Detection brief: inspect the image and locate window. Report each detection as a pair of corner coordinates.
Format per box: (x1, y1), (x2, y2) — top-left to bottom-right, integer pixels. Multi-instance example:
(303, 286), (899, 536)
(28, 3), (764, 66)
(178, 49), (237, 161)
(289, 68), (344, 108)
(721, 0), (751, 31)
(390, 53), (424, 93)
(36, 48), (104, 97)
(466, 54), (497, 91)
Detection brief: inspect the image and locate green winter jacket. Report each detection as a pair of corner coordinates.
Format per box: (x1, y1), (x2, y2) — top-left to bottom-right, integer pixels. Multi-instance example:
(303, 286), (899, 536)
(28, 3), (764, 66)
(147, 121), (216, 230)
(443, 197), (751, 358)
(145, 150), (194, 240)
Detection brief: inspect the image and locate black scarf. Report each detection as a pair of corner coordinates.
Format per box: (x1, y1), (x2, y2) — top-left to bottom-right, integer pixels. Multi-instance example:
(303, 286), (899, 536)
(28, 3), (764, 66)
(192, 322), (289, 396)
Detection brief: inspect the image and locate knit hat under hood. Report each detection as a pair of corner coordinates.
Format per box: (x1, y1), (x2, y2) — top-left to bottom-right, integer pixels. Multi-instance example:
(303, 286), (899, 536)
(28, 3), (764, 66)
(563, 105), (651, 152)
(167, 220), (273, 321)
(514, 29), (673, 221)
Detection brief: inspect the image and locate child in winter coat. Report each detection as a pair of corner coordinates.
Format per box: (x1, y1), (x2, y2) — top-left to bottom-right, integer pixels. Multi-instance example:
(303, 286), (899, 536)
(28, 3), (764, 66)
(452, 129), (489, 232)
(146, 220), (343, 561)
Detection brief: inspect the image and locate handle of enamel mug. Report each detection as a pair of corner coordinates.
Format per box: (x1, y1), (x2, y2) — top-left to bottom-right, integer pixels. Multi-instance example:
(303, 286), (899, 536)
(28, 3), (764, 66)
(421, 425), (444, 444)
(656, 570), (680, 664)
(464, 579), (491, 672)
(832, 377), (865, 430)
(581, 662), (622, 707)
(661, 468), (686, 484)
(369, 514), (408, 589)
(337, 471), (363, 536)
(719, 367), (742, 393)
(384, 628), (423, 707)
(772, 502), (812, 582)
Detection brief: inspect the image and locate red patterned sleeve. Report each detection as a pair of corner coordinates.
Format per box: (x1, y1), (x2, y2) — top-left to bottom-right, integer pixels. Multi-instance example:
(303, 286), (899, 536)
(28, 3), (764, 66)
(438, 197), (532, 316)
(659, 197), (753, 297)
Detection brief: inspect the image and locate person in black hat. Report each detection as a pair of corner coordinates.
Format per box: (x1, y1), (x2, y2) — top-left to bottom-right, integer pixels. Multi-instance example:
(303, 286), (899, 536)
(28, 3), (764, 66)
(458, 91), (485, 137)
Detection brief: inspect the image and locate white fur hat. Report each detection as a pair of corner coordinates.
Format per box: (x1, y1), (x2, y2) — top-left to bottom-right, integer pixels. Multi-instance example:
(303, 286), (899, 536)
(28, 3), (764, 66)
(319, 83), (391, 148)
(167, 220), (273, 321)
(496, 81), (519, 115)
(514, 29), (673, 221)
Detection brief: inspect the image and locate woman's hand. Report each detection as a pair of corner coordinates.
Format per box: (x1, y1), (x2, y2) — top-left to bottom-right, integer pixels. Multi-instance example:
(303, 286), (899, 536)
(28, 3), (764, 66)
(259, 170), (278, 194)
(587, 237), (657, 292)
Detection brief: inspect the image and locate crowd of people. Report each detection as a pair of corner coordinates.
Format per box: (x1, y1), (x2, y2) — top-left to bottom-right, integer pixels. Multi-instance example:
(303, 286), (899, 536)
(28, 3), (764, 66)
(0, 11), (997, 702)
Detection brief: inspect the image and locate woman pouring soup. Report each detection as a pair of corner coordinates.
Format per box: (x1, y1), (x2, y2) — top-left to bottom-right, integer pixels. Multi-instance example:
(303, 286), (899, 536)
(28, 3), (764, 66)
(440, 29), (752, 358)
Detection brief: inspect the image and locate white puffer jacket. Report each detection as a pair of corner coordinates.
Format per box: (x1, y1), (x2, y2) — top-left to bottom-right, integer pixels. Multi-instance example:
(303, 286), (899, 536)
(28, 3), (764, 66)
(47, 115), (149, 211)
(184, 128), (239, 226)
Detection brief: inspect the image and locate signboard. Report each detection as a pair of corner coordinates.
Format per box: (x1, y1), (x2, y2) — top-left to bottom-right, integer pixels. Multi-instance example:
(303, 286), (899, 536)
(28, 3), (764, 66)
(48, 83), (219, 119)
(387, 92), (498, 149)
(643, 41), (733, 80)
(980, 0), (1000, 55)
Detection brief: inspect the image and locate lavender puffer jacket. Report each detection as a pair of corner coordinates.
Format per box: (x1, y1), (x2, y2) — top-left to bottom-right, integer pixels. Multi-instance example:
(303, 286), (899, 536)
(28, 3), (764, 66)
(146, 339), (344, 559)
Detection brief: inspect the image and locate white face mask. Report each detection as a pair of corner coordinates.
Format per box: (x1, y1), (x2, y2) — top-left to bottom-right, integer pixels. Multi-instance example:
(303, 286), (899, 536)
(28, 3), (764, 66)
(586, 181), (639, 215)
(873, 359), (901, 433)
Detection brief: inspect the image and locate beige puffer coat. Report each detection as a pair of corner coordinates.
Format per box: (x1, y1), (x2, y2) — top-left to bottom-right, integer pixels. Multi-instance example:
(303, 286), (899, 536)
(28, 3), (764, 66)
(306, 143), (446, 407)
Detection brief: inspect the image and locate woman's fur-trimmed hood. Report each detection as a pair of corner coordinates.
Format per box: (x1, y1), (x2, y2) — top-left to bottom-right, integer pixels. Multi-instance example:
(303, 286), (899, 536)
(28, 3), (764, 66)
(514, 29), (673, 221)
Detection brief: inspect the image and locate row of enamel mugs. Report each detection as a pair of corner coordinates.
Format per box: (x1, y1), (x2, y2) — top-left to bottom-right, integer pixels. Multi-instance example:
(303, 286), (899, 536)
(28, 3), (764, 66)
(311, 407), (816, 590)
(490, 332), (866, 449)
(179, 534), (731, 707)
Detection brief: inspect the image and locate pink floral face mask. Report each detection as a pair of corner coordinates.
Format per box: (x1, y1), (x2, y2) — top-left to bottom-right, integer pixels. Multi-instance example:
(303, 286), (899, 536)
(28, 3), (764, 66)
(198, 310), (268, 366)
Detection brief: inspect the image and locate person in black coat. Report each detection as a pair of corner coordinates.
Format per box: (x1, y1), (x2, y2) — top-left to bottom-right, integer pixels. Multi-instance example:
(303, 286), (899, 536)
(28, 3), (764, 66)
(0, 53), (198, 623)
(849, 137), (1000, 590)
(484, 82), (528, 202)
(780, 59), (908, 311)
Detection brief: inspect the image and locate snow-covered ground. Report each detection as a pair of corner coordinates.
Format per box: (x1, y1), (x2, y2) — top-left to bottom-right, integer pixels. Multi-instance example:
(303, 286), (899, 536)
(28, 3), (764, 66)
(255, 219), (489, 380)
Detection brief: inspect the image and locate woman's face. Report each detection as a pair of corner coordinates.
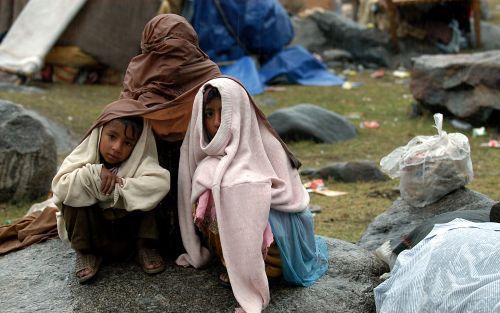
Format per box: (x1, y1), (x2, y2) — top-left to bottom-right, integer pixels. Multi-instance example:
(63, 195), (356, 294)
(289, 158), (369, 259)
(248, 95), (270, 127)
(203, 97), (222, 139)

> **REQUIREMENT**: Within the material above, extract exactly the lines that start at the line containing "Detection brief: inspect the image and locate white fur" and stop after the line containing "Detection brief: inspect the image and locate white puffer", and only those.

> **WRITTEN ANSWER**:
Detection brief: inspect the image and locate white fur hat. Report each detection as a pair of corner coordinates.
Format per box: (x1, y1), (x2, y2) — top-left to bottom-right, integer pixels. Multi-instance example:
(303, 286), (899, 536)
(28, 3), (764, 66)
(319, 83), (391, 148)
(167, 220), (273, 321)
(496, 81), (519, 115)
(514, 29), (673, 221)
Detection brief: inspect the image and locate woman's hand. Report each detection as a pair of corner coordinates.
Format per box: (x1, y1), (x2, y2) — top-left to bottom-right, integer pixels. Multi-instance example:
(303, 286), (899, 536)
(28, 3), (764, 66)
(259, 170), (278, 194)
(587, 237), (657, 292)
Detection brief: inspect the image and locate crowd of people. Report each detection as a pair of corner coordinates.
Format per box: (x1, y1), (x2, y2) — top-left to bottom-right, integer pixels. Multi-instance example:
(303, 286), (899, 536)
(28, 3), (764, 66)
(0, 11), (997, 702)
Detection brief: inspect the image and locate woman pouring soup. Report each detection as a pair of corner coordinates.
Format per box: (x1, y1), (x2, y2) — top-left to bottom-right, integer pixels. Multi-instance example:
(303, 286), (899, 536)
(28, 3), (764, 66)
(440, 29), (752, 358)
Detection brief: inspect the image and locate white puffer jacket. Report each detection as a pair of corner coordinates.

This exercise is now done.